STATED PROBLEM: Select each line in the rows below that contains the word "tree", and copy those lines out in full.

MATERIAL FOR THE TASK:
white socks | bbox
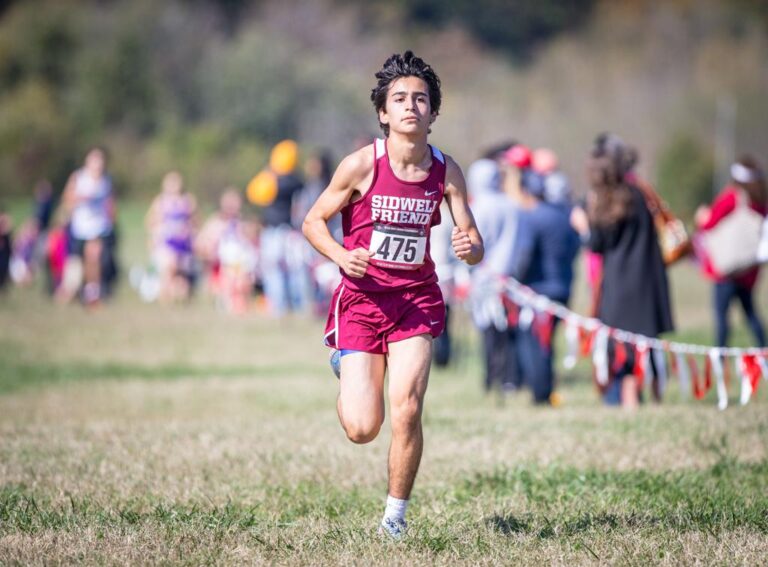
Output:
[384,495,408,521]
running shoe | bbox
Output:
[379,518,408,541]
[329,349,341,378]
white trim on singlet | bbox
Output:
[430,146,445,165]
[373,138,387,160]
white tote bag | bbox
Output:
[702,189,764,276]
[757,217,768,264]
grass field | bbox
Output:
[0,203,768,565]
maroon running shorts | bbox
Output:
[325,283,445,354]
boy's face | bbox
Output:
[379,77,436,134]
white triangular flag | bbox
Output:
[592,325,610,386]
[675,352,691,400]
[709,348,728,411]
[563,317,579,370]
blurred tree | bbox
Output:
[0,79,72,195]
[364,0,595,62]
[658,132,715,218]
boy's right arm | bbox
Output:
[302,146,373,278]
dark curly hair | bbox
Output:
[371,49,443,136]
[587,133,638,226]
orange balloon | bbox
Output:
[245,169,277,207]
[269,140,299,175]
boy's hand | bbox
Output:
[339,248,373,278]
[451,226,472,260]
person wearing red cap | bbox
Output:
[303,51,483,539]
[695,156,768,347]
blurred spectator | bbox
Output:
[35,179,54,235]
[195,188,258,314]
[62,148,116,305]
[44,207,70,298]
[291,150,344,316]
[10,218,39,286]
[512,161,579,404]
[0,206,13,291]
[146,171,197,301]
[261,140,311,317]
[467,159,521,392]
[571,134,673,409]
[696,156,768,347]
[531,148,572,212]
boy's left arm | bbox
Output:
[445,156,484,266]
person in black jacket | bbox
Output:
[571,134,674,408]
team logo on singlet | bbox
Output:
[371,195,438,226]
[369,195,438,270]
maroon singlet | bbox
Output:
[341,139,446,292]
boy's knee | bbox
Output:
[343,420,382,445]
[391,396,421,432]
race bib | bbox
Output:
[368,224,427,270]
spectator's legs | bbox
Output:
[83,238,104,303]
[517,328,553,404]
[502,328,523,392]
[735,285,765,347]
[483,325,507,392]
[714,281,736,347]
[261,227,288,317]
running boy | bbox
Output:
[303,51,483,539]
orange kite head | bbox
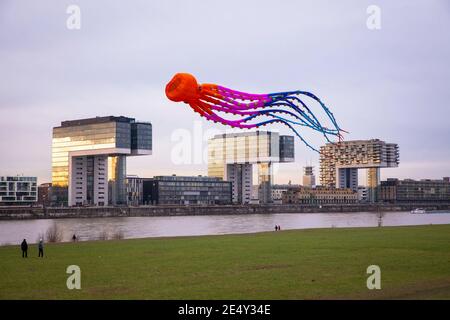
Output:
[166,73,200,103]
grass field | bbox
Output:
[0,225,450,299]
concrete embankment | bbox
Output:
[0,202,450,220]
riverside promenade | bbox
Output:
[0,202,450,220]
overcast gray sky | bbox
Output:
[0,0,450,183]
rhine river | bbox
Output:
[0,212,450,245]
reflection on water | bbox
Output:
[0,212,450,245]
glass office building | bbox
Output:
[378,177,450,203]
[320,139,399,202]
[51,116,152,206]
[143,175,231,205]
[208,131,294,204]
[0,176,38,205]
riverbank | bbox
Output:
[0,225,450,299]
[0,202,450,220]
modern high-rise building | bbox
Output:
[52,116,152,206]
[303,166,316,188]
[0,176,37,205]
[208,131,294,204]
[126,175,144,206]
[320,139,399,201]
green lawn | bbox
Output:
[0,225,450,299]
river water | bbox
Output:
[0,212,450,245]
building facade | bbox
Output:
[143,175,231,205]
[208,131,294,204]
[52,116,152,206]
[126,175,144,206]
[272,184,300,203]
[37,183,52,206]
[0,176,38,206]
[282,186,358,205]
[378,177,450,203]
[303,166,316,188]
[320,139,399,202]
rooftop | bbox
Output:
[61,116,135,127]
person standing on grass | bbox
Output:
[38,239,44,258]
[20,239,28,258]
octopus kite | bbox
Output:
[166,73,346,153]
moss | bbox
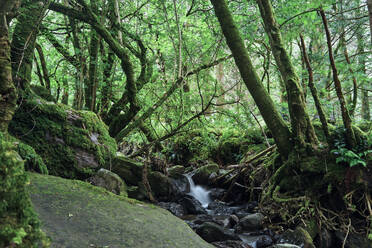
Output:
[5,136,48,175]
[312,121,336,143]
[29,173,212,248]
[217,129,266,164]
[192,163,219,185]
[164,129,217,165]
[0,133,49,248]
[9,95,117,178]
[30,85,56,102]
[111,152,143,185]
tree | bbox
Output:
[0,0,17,132]
[211,0,293,157]
[257,0,318,148]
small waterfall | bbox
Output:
[186,174,212,208]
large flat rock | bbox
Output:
[29,174,213,248]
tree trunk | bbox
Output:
[211,0,293,157]
[357,33,371,121]
[0,0,17,132]
[300,35,331,145]
[69,18,87,109]
[367,0,372,44]
[257,0,318,148]
[319,9,356,148]
[85,0,100,111]
[35,43,50,93]
[11,0,49,90]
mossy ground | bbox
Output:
[9,95,117,178]
[29,174,212,248]
[0,133,49,248]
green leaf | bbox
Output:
[336,157,345,164]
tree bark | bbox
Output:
[257,0,318,148]
[211,0,293,157]
[300,35,331,145]
[85,0,100,111]
[357,27,371,121]
[35,43,50,92]
[0,0,17,132]
[319,9,356,148]
[11,0,49,90]
[367,0,372,44]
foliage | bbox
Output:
[164,129,216,165]
[0,133,49,248]
[331,127,372,167]
[9,96,117,178]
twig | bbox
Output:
[342,218,351,248]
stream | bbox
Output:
[159,173,304,248]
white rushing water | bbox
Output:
[186,174,212,208]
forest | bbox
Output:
[0,0,372,248]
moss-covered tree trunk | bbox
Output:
[319,9,356,148]
[356,1,372,121]
[11,0,49,90]
[0,0,17,132]
[211,0,293,157]
[35,43,50,92]
[257,0,318,148]
[85,0,100,111]
[367,0,372,44]
[300,35,331,145]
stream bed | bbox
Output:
[159,173,304,248]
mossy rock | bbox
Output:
[30,85,56,102]
[192,163,219,185]
[148,171,176,200]
[168,165,185,178]
[9,96,117,179]
[282,227,315,248]
[88,168,128,196]
[0,133,49,248]
[165,129,217,165]
[216,129,266,165]
[312,121,336,143]
[11,137,48,175]
[29,174,213,248]
[111,152,143,186]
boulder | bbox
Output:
[282,227,315,248]
[168,165,185,179]
[209,188,226,200]
[195,222,239,242]
[335,231,372,248]
[179,195,207,214]
[9,95,117,179]
[238,213,264,232]
[256,235,274,248]
[28,174,213,248]
[88,168,128,196]
[111,152,143,186]
[158,202,185,217]
[268,244,302,248]
[148,171,177,201]
[212,240,253,248]
[192,164,219,185]
[10,136,48,175]
[30,84,56,102]
[128,183,148,201]
[171,175,190,194]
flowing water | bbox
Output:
[186,174,212,208]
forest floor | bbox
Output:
[29,173,213,248]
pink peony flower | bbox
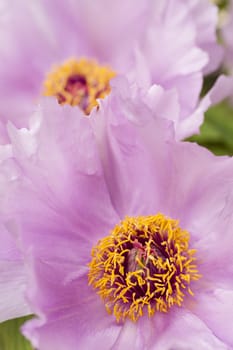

CORRECT RESPONSE:
blurred tree | bbox
tree | bbox
tree trunk | bbox
tree bark | bbox
moss-covered tree trunk | bbox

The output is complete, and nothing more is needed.